- PARTS OF THE EXERCISE -
a – From the conversation about singleness and marriage, set down word for word the passage starting at "Pastor Bob Martin:Now, as" and ending at "mind me asking?".
b – Translate this sentence from the conversation about singleness and marriage into Spanish: "Now, as mature as her response was, that didn't mean that I didn't immediately go home and shed some tears."
c – In the conversation about singleness and marriage, Pastor Bob Martin recalls the questions he thought after going home and shedding tears. List each of them.

- EXTRACT PROVIDED -
Pastor Bob Martin:So you ask for the Bible. Let me just give you the whole Bible. That's the picture of who we are, and that we don't need to idolize marriage. We can worship a Savior who's faithful to us from beginning to end, who may want to give us the gift of singleness, he may want to give us the gift of marriage, and either one is a good gift and a good calling, even if you're a season of struggling with that right now. And and right, as a pastor, I know people who are struggling with marriage, and I know people who are struggling with singleness.
Renee Richel:Amen. And so it's always like what we don't have is what we want, and we forget to trust the journey and know that there's something bigger if we trust in him with all of our heart, instead of focusing on what we don't have that we believe we deserve, right? So I love that illustration. And I think that's a good message to our community, which we have single day engaged folks as we walk through the journey of singleness, into then what then they come into sometimes our our vow renewal boot camp because they're also like, I now have no time for myself because we're married, we have kids, and then it's like they're all different waves, as you were saying earlier, that everybody goes through. So it's important while you're single, I always tell everybody read marriage-minded books because it's equipping you with the tools of what marriage looks like. So when you're there, you're ready and not shocked. And if you forever want to be single, yes, read single books, but that's not gaining any knowledge of what it's like to be in a marriage someday either. Yeah. I love all this. Is such good nuggets. This is awesome. Um, okay. So can you share a story or a moment when God worked powerly powerfully through a relationship, either in your own life or in your pastoral work?
Pastor Bob Martin:Yeah. Well, um, I'll have one that's maybe unexpected, and it was a breakup. Um, so it was actually not even a breakup, it was a pre-breakup because we weren't even dating. Um, there was a wonderful godly gal who um I had connected with for a year plus. Um we're in kind of that um post-college season of life. And um she was kind enough to initiate a conversation. Notice how I can frame this positively now. Um maybe not in the battery care.
Renee Richel:We think through what you're gonna have.
Pastor Bob Martin:I know, I know. She was this is true though. This is just a wonderful woman, great godly character, to say, even as we were in a friendship, and she had kind of felt the potential signals of like maybe Bob's interested in me, and she just went ahead and initiated a conversation and said, Hey Bob, I just wanted to let you know, like if there is interest there, like I'm not in a season right where I want to pursue that. Like I'm kind of not interested in a relationship, romantic relationship with us right now.
Renee Richel:Setting boundaries, so proud of her. We teach that a lot.
Pastor Bob Martin:Now, as mature as her response was, that didn't mean that I didn't immediately go home and shed some tears. Right? Um, because I thought, man, the death of a relationship before it even began, how long, oh Lord? When will you give me the woman that I desire? What's going on? But then a strange thing happened in my heart, and so I get zero credit for this. This was God's spirit working.
Renee Richel:And how old are you, if you don't mind me asking?
Pastor Bob Martin:Uh so this is this is mid to late 20s.
Renee Richel:Okay. So um several years of thinking that too.

Dataset rows:
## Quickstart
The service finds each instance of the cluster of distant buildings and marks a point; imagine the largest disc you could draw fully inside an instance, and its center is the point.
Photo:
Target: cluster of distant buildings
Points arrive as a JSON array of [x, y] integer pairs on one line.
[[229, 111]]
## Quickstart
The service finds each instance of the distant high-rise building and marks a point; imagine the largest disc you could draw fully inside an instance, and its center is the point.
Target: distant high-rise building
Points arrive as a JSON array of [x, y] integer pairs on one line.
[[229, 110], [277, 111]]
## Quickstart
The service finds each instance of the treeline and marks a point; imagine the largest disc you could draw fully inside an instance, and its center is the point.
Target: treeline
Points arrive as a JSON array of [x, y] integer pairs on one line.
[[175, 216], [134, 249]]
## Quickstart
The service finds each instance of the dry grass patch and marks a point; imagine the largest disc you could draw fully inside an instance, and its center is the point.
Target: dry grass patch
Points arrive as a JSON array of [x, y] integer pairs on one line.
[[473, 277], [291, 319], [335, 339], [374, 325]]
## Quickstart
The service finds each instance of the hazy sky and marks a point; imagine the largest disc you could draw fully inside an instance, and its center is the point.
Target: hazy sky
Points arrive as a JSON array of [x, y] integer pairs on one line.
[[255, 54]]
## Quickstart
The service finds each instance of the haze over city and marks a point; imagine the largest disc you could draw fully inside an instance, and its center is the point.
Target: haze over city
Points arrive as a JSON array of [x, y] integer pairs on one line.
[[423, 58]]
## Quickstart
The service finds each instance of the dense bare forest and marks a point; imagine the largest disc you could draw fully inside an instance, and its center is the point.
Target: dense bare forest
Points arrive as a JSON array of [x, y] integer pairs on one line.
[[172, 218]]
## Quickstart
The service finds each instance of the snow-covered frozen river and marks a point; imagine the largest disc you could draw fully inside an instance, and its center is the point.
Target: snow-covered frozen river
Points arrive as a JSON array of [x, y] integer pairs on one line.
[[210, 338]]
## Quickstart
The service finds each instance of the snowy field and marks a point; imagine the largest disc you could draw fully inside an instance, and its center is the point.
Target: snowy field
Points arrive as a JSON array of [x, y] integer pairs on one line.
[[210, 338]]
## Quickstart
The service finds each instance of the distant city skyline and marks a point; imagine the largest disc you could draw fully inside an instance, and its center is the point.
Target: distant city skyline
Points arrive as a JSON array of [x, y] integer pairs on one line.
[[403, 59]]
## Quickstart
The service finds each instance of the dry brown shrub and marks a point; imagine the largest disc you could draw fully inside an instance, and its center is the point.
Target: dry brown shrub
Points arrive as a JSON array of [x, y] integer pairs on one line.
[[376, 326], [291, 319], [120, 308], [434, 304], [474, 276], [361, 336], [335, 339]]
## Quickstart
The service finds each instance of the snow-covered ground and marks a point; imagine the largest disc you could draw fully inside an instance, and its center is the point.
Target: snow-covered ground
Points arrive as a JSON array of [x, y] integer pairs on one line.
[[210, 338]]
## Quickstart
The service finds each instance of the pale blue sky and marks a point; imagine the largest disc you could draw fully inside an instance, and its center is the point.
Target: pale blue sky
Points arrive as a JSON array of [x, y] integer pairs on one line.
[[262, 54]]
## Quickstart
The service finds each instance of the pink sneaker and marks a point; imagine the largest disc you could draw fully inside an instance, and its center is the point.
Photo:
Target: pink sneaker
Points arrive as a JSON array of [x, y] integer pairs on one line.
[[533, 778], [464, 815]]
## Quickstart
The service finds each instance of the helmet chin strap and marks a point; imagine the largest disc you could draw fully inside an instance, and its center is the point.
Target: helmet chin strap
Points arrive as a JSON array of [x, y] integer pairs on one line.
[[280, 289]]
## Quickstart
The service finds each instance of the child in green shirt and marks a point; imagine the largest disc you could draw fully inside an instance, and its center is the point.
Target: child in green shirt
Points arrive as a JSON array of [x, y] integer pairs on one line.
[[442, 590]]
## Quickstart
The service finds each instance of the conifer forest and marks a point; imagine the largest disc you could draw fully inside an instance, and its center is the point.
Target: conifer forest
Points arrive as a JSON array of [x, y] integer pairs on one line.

- SET OF ANSWERS -
a –
Pastor Bob Martin:Now, as mature as her response was, that didn't mean that I didn't immediately go home and shed some tears. Right? Um, because I thought, man, the death of a relationship before it even began, how long, oh Lord? When will you give me the woman that I desire? What's going on? But then a strange thing happened in my heart, and so I get zero credit for this. This was God's spirit working.
Renee Richel:And how old are you, if you don't mind me asking?

b – Ahora bien, por madura que fuera su respuesta, eso no significó que yo no me fuera de inmediato a casa a derramar algunas lágrimas.

c –
- How long, oh Lord?
- When will you give me the woman that I desire?
- What's going on?